Extracted records:
/---
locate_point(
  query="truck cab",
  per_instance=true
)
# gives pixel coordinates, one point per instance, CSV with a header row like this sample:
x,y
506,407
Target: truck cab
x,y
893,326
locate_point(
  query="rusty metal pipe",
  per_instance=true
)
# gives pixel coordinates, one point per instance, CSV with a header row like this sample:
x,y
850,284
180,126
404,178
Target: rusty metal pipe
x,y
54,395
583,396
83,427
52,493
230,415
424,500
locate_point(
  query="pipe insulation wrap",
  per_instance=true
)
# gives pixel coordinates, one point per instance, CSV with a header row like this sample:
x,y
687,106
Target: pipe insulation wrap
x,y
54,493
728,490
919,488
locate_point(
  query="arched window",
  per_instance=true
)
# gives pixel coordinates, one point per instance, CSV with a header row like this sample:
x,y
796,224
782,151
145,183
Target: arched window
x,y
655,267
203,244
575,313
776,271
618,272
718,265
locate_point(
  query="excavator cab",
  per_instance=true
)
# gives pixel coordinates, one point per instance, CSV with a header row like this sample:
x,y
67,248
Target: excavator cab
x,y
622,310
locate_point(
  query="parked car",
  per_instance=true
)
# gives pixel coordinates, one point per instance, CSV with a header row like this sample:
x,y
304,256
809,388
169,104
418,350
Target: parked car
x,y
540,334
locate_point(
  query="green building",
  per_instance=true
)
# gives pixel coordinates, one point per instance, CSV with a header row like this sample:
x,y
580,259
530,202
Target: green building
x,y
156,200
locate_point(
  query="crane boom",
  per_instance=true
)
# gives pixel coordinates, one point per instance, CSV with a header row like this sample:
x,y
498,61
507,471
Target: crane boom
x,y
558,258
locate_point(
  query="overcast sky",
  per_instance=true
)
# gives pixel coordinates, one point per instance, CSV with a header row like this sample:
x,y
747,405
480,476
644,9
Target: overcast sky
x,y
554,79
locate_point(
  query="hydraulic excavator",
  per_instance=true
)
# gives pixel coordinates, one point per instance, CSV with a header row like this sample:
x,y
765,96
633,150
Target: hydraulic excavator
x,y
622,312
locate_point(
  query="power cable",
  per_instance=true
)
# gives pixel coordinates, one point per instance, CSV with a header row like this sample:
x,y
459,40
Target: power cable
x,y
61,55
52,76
\---
- _EXERCISE BRIEF_: Copy out the whole listing exactly.

- _CORRECT OUTPUT_:
locate_point(
  query="truck cab",
  per_instance=true
)
# gives pixel coordinates, one point per instance, CSV with a header row like this sample:
x,y
506,407
Target: truck cab
x,y
893,326
locate_point(
  query="rusty metal pipe",
  per_instance=true
)
# gives pixel coordinates, one point per instance, CSV with a header row like this sample:
x,y
850,284
180,126
404,178
Target: rusty metal pipe
x,y
54,395
583,396
83,427
52,493
230,415
424,500
locate_point(
  query="pipe insulation wrap",
  per_instance=true
)
# gives pixel coordinates, one point per instance, CSV with a header row like this sample:
x,y
687,106
Target: pipe insulation wrap
x,y
54,493
728,490
919,488
locate_point(
  query="arched window",
  per_instance=true
)
# gives pixel coordinates, one point per instance, CSV with a header row like this sample:
x,y
796,224
782,151
145,183
Target: arched window
x,y
655,267
203,244
575,313
776,271
618,272
718,265
locate_point(
  query="excavator cab",
  per_instance=true
)
# gives pixel coordinates, one point per instance, CSV with a header row like this sample:
x,y
67,248
Target: excavator cab
x,y
622,310
locate_point(
  query="parked car",
  per_instance=true
)
# gives pixel coordinates, one point per instance, CSV with a header row like this sample:
x,y
304,256
809,388
169,104
418,350
Target: parked car
x,y
540,334
locate_point(
  query="green building",
  per_instance=true
)
# gives pixel coordinates, one point per instance, CSV with a header row like this sample:
x,y
580,259
530,202
Target: green building
x,y
156,200
locate_point(
  query="crane boom",
  per_instance=true
)
# gives pixel coordinates, one point per instance, CSV with a header row like this sample:
x,y
498,61
507,471
Target: crane boom
x,y
558,258
locate_point(
  query="overcast sky",
  per_instance=true
)
# gives pixel coordinates, one point per instance, CSV with a header row like this sample:
x,y
747,405
480,476
644,9
Target: overcast sky
x,y
554,79
locate_point(
  query="hydraulic excavator",
  per_instance=true
)
# gives pixel coordinates, one point per instance, CSV with a header row like this sample:
x,y
765,96
633,150
Target: hydraulic excavator
x,y
622,312
locate_point(
  query="power cable",
  per_instance=true
)
# gives pixel coordinates, one point per instance, CSV with a header row like this sample:
x,y
459,40
Target: power cable
x,y
61,55
52,76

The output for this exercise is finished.